**JOB 1**
In the text on halide perovskite alloys, what kind of ion does B represent in the formula ABX₃?
**JOB 2**
Carry on the text about ABX₃ halide perovskite alloys, picking up after its final sentence.

**GIVEN TEXT**
* START *

ABX3 Halide Perovskite Alloys

Updated 7 February 2026

ABX₃ halide perovskite alloys are mixed-cation/anion materials derived from a corner-sharing BX₆ framework, enabling systematic tuning of structural, electronic, and optical properties.
Advanced computational methods, including DFT, SQS, and machine learning, reveal precise composition–property relationships and guide band-gap and stability optimization.
Targeted alloying at A, B, or X sites permits engineering of lattice, dielectric, and thermodynamic characteristics for improved photovoltaic, optoelectronic, and photodetector performance.

ABX₃ halide perovskite alloys are mixed-cation or mixed-anion crystalline materials derived from the archetypal perovskite structure (formula ABX₃, where A is a monovalent cation, B a divalent cation, and X a halide anion). Alloying at A, B, or X sites enables systematic tuning of structural, electronic, optical, and thermodynamic properties, providing a highly versatile platform for photovoltaic, optoelectronic, and photodetector applications. Advanced density functional theory (DFT), special quasi-random structures (SQS), multi-fidelity machine learning, and high-throughput experimental studies have yielded a unified framework for understanding and predicting the composition–property–stability relations in these alloys, with rigorous attention to phase stability, band-gap bowing, defect tolerance, and design principles.

* END *

**MATERIAL PROVIDED**
* START *

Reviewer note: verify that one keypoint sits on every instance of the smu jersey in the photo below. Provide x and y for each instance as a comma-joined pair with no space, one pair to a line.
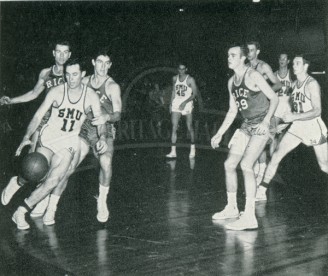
52,80
67,118
300,102
250,103
286,82
182,90
105,102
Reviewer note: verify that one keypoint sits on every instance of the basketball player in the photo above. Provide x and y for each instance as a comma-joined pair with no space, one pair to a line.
48,78
59,136
307,126
284,76
267,73
256,101
183,93
109,94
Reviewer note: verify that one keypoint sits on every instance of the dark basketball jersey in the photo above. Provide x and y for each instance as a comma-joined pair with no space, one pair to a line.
250,103
105,102
52,80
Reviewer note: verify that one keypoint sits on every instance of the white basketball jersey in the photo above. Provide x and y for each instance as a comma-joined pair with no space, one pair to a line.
182,90
300,102
67,118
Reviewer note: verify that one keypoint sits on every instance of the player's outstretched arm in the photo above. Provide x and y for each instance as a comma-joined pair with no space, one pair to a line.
113,92
92,102
53,97
34,93
276,84
312,91
258,80
228,120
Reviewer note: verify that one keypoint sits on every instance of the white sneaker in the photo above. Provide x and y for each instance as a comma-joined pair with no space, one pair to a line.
259,176
192,153
227,213
245,222
9,190
171,155
103,213
260,194
40,208
19,218
49,216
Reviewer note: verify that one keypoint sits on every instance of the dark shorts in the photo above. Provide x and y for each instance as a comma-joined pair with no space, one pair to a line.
44,120
249,125
90,135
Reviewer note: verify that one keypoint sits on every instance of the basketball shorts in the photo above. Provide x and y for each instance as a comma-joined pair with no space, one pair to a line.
187,110
44,119
90,135
283,107
242,136
57,141
311,133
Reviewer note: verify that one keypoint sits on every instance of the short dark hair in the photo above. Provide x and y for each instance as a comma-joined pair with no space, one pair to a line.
62,42
76,61
181,62
305,58
256,43
103,52
243,48
284,53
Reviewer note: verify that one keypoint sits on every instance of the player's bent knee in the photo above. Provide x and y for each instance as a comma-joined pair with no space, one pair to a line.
246,165
230,166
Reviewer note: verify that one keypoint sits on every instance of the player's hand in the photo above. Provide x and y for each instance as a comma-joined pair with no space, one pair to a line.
215,141
5,100
182,106
26,141
288,117
101,146
262,128
281,127
100,120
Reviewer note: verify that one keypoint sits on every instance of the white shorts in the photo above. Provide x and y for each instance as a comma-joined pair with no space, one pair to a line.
187,110
240,139
56,142
283,107
312,132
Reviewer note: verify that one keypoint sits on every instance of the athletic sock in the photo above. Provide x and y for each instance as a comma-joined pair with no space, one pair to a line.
232,199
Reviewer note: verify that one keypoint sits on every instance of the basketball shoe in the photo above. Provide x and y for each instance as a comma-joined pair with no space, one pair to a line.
19,218
245,222
227,213
49,216
40,208
103,213
10,190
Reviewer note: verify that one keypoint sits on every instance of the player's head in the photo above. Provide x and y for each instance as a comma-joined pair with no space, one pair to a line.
301,64
254,49
102,62
237,54
74,72
61,52
182,68
283,59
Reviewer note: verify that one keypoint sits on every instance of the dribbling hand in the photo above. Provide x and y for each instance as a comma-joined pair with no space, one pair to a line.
215,141
24,143
4,100
101,146
100,120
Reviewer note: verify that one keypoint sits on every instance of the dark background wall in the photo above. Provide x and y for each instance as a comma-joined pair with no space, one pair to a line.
149,34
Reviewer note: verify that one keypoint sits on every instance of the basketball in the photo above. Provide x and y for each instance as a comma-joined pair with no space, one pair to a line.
34,167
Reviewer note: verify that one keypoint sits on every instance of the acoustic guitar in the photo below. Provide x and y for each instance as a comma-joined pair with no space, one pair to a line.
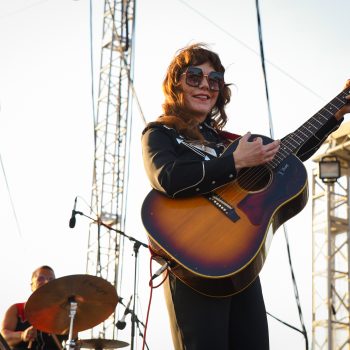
217,243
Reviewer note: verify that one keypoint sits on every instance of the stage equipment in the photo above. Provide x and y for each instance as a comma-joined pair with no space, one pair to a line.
71,304
329,169
100,344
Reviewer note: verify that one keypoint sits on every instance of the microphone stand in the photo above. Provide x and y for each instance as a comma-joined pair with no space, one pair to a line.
137,245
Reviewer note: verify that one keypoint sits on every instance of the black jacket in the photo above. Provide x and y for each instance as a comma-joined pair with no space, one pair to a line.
179,167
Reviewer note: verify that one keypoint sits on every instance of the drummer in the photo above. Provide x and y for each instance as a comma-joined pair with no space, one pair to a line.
18,332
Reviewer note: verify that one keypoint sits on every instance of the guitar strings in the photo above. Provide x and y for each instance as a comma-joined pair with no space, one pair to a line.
254,175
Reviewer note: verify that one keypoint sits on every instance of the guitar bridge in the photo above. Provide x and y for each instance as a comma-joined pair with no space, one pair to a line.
223,206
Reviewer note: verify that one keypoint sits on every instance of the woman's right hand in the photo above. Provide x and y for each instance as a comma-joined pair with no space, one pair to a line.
253,153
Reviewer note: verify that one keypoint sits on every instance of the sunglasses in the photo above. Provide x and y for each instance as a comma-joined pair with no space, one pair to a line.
195,76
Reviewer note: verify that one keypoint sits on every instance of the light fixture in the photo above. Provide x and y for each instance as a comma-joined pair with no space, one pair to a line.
329,169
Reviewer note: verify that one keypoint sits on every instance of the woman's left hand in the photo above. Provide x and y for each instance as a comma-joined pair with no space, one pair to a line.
345,109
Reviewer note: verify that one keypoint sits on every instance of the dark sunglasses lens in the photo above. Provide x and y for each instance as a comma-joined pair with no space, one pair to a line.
216,81
194,76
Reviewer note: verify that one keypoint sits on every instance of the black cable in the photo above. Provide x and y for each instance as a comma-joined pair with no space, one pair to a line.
296,293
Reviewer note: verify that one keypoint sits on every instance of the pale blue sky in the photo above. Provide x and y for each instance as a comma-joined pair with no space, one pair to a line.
46,129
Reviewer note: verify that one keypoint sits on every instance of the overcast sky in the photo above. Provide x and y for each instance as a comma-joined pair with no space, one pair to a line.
46,126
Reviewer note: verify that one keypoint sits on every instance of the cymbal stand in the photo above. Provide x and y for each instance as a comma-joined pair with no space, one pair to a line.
72,311
137,245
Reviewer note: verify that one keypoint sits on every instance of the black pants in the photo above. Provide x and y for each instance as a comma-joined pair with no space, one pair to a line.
237,322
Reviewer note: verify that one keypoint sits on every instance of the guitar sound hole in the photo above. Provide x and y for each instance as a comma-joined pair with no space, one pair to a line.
254,179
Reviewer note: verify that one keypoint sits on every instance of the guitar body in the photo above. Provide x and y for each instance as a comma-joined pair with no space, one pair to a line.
218,243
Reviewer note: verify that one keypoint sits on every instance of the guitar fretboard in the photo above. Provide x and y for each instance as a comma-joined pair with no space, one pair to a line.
292,142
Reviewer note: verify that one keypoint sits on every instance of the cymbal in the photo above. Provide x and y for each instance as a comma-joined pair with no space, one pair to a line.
48,308
101,344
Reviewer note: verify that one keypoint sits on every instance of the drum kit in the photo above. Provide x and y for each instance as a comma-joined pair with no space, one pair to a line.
72,304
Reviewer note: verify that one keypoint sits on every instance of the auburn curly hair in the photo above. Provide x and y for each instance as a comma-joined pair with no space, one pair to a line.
193,55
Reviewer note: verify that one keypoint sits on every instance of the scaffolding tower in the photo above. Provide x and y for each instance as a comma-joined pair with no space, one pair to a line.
331,249
112,139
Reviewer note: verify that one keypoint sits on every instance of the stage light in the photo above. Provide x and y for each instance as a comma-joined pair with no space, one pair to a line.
329,169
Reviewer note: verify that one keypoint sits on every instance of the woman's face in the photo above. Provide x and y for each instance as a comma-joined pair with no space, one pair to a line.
199,101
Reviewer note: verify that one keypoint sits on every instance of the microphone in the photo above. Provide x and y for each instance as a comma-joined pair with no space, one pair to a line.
121,323
160,270
72,220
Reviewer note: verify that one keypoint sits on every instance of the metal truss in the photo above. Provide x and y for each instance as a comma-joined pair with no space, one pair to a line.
112,139
331,250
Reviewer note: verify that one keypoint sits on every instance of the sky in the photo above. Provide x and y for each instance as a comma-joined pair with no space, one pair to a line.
46,127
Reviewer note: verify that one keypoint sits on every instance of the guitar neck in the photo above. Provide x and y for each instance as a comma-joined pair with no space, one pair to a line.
292,142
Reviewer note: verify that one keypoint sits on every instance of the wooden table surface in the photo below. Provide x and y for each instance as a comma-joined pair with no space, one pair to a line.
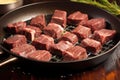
109,70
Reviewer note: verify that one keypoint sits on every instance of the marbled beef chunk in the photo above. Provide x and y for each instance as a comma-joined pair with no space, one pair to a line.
59,17
31,32
96,24
15,41
75,53
91,45
23,50
39,21
68,36
104,35
76,17
82,32
54,30
16,27
61,46
43,42
40,55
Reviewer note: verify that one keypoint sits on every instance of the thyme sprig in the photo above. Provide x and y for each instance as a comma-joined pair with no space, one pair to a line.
111,7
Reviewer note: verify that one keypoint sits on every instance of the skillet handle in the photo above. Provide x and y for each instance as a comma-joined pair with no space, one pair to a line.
8,60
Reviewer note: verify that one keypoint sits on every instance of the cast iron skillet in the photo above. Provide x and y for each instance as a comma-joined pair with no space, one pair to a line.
27,12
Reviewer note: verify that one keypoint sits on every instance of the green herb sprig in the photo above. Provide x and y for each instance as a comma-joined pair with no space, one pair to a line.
111,7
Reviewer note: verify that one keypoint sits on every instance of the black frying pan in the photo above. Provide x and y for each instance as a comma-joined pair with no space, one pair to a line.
27,12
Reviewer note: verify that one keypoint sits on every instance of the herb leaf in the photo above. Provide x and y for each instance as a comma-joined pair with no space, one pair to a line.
112,7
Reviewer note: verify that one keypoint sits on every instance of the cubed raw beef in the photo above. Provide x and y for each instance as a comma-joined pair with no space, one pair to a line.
104,35
68,36
40,55
39,21
54,30
96,24
61,46
91,45
82,32
76,17
43,42
16,27
31,32
15,41
23,50
59,17
75,53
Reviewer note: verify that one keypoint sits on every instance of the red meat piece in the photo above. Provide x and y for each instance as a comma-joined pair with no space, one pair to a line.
61,46
96,24
23,50
54,30
68,36
40,55
43,42
59,17
104,35
76,17
75,53
91,45
15,41
16,27
31,32
39,21
82,32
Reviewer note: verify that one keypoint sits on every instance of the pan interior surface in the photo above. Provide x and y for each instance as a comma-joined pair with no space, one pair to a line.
27,12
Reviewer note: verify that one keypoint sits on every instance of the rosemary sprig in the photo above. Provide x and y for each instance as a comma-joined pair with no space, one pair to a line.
112,7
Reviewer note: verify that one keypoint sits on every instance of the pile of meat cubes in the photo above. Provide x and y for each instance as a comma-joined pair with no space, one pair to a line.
41,41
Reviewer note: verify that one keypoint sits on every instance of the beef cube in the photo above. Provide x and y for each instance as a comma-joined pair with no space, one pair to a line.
91,45
68,36
31,32
75,53
59,17
23,50
82,32
61,46
16,27
96,24
104,35
40,55
76,17
39,21
15,41
54,30
43,42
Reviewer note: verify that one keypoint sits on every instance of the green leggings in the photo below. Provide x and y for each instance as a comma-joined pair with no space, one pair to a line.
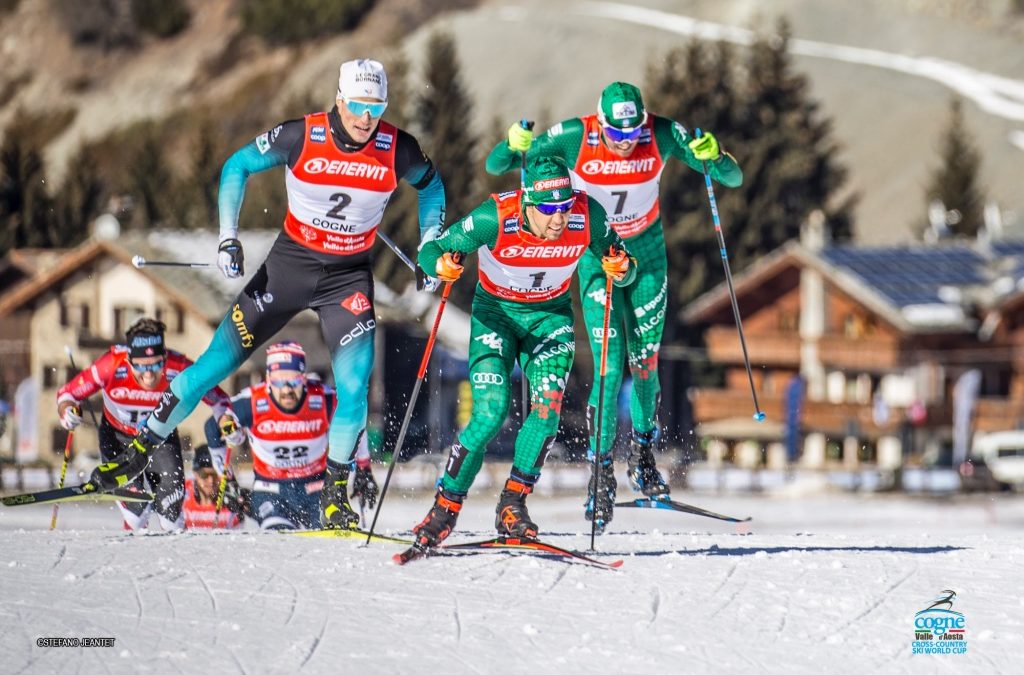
637,313
540,336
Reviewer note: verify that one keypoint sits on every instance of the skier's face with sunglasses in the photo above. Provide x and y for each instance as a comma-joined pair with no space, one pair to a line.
147,371
548,219
359,116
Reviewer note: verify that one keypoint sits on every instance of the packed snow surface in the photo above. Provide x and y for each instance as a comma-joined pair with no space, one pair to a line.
826,583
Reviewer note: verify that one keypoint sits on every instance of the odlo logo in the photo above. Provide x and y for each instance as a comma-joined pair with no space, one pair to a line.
239,319
938,629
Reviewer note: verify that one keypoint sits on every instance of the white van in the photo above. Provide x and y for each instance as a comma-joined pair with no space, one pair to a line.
1003,453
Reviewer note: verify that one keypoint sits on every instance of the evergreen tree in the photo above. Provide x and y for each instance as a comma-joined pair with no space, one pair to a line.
80,199
955,181
444,113
25,203
790,160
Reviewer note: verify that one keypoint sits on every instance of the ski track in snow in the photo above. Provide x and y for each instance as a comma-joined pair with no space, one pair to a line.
822,584
996,95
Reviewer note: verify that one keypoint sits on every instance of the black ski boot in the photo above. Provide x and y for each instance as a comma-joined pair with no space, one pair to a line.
336,513
122,471
440,519
605,494
643,472
513,518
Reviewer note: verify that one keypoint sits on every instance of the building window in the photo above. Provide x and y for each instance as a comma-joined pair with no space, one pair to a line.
49,376
125,317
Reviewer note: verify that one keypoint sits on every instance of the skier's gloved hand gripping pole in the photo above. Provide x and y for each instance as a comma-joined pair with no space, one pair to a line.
600,394
67,458
758,415
449,271
520,138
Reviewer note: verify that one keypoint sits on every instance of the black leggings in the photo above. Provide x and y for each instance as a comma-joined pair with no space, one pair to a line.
165,474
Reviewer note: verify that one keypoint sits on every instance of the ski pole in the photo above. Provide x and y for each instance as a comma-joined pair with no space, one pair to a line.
223,484
64,472
139,262
600,408
394,247
412,404
67,458
758,415
524,389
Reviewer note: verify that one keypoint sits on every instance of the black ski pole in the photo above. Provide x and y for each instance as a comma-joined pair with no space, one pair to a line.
758,415
600,410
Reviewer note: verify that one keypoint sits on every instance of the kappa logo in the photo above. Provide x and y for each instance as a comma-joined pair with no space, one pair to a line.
356,303
263,143
492,340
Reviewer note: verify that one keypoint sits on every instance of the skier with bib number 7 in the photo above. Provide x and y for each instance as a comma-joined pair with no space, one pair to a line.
617,156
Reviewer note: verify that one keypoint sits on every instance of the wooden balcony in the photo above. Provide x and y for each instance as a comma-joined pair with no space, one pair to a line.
768,349
998,415
878,353
833,419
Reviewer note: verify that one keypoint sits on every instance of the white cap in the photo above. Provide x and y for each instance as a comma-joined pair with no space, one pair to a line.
364,78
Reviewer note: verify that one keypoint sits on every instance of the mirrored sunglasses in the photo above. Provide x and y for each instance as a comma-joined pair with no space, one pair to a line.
291,384
619,135
358,108
551,208
147,368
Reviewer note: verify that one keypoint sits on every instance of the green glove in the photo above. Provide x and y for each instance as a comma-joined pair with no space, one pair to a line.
519,139
705,149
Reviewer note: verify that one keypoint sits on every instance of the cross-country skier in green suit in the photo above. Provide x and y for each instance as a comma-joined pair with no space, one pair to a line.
529,242
617,157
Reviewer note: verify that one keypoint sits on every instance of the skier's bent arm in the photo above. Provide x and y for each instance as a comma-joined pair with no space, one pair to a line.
603,237
476,229
676,137
258,155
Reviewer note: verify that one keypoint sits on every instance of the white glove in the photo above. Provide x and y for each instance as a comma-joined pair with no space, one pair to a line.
230,429
230,258
72,418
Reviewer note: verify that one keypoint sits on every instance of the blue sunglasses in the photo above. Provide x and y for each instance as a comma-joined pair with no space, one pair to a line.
358,108
291,384
148,368
551,208
619,135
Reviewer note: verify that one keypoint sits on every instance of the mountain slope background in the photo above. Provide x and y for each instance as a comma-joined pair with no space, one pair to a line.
549,60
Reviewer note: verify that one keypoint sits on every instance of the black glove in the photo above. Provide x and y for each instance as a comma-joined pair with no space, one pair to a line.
230,259
365,487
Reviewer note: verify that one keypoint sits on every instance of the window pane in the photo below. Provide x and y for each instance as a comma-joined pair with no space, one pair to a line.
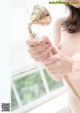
30,87
53,85
14,104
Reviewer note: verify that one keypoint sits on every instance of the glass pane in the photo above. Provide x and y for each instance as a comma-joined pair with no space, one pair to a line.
53,85
14,104
30,87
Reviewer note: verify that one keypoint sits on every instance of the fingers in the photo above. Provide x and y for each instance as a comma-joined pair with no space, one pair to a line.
42,53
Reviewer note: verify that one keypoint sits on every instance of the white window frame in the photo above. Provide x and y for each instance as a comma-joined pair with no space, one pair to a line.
49,95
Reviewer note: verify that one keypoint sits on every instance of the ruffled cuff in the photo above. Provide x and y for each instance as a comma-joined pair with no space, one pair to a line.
75,73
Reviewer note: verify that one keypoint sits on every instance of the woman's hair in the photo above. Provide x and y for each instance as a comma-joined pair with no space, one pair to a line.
72,24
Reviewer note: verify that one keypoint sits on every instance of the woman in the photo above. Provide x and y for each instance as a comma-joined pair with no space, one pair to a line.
66,60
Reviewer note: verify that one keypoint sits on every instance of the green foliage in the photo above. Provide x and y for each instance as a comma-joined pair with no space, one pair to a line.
53,85
14,104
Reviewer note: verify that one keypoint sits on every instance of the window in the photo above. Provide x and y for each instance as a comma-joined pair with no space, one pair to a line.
31,85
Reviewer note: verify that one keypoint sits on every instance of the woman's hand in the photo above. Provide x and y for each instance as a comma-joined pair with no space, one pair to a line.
39,50
58,65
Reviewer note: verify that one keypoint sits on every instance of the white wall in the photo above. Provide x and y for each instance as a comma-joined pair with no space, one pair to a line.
20,14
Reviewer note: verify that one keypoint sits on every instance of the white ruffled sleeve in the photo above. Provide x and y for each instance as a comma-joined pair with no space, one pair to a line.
75,73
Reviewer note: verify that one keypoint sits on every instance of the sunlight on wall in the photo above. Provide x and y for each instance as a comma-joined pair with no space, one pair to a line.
21,10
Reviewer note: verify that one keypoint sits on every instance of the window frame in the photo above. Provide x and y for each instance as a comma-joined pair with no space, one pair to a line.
41,100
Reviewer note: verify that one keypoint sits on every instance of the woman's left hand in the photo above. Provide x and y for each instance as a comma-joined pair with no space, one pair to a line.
59,64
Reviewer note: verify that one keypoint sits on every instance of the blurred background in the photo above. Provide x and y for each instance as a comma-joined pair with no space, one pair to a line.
32,90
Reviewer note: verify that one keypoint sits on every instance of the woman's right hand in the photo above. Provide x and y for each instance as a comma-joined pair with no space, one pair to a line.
39,51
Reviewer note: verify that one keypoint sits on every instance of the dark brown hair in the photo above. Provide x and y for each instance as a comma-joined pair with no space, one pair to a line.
72,24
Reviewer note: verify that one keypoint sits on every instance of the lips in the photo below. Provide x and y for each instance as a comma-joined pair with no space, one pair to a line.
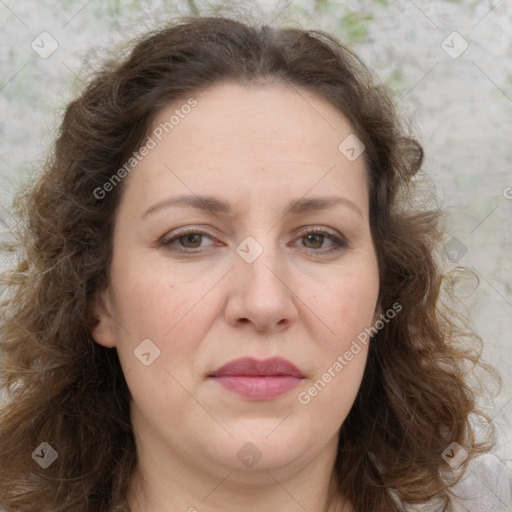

* END *

**EXERCISE RESULT 1**
A divalent cation.

**EXERCISE RESULT 2**
1. Crystal Chemistry and Alloying Strategies

ABX₃ halide perovskites adopt a three-dimensional corner-sharing BX₆ octahedral framework, stabilized by appropriately sized A-site cations. Alloying is most commonly implemented at one lattice site at a time (A, B, or X), though multi-site mixing is possible:

A-site: Inorganic (e.g., Cs⁺, Rb⁺, K⁺) and organic (methylammonium MA⁺, formamidinium FA⁺, azetidinium Az⁺) cations are employed; tolerance factor

$t = \frac{r_A + r_X}{\sqrt{2}(r_B + r_X)}$

governs formability. Mixed A-site alloys tune t to promote phase stability and framework rigidity (Yang et al., 2023, Lehmann et al., 2018).

B-site: Group IV (Ge²⁺, Sn²⁺, Pb²⁺), IIB (Cd²⁺), and IIA (Ca²⁺, Sr²⁺, Ba²⁺) elements are relevant for alloying. B-site substitution enables strong band-gap tuning via direct s- and p-orbital mixing (Dalpian et al., 2018, Zhang et al., 31 Jan 2026).
X-site: Halide anions I⁻, Br⁻, and Cl⁻ are routinely alloyed. Substitution tunes optical gaps, dielectric properties, and stability, subject to solubility limits (e.g., MAPb(I₁₋ₓBrₓ)₃ exhibits complete miscibility, while MAPb(I₁₋ₓClₓ)₃ has a wide miscibility gap) (Lehmann et al., 2018, Magdaleno et al., 2022).

Special Quasirandom Structures (SQS) are used in DFT calculations to approximate statistical alloy disorder, enabling reliable computation of mixing energetics and property trends (Yang et al., 2023, Dalpian et al., 2018).

2. Structural and Lattice Property Evolution

Upon alloying, ABX₃ lattice metrics generally obey Vegard’s law, with lattice constants varying (often linearly) with composition:

For CsPb(I₁₋ₓBrₓ)₃, the lattice parameter decreases linearly:

$a(x) = 6.242\,\text{Å} - 0.378\,\text{Å}\cdot x$

with $a_\mathrm{I}=6.297$ Å and $a_\mathrm{Br}=5.874$ Å, closely matching experiment (<1% error), and indicating faithful reproduction of lattice mixing by virtual atom pseudopotentials (Yu et al., 2019).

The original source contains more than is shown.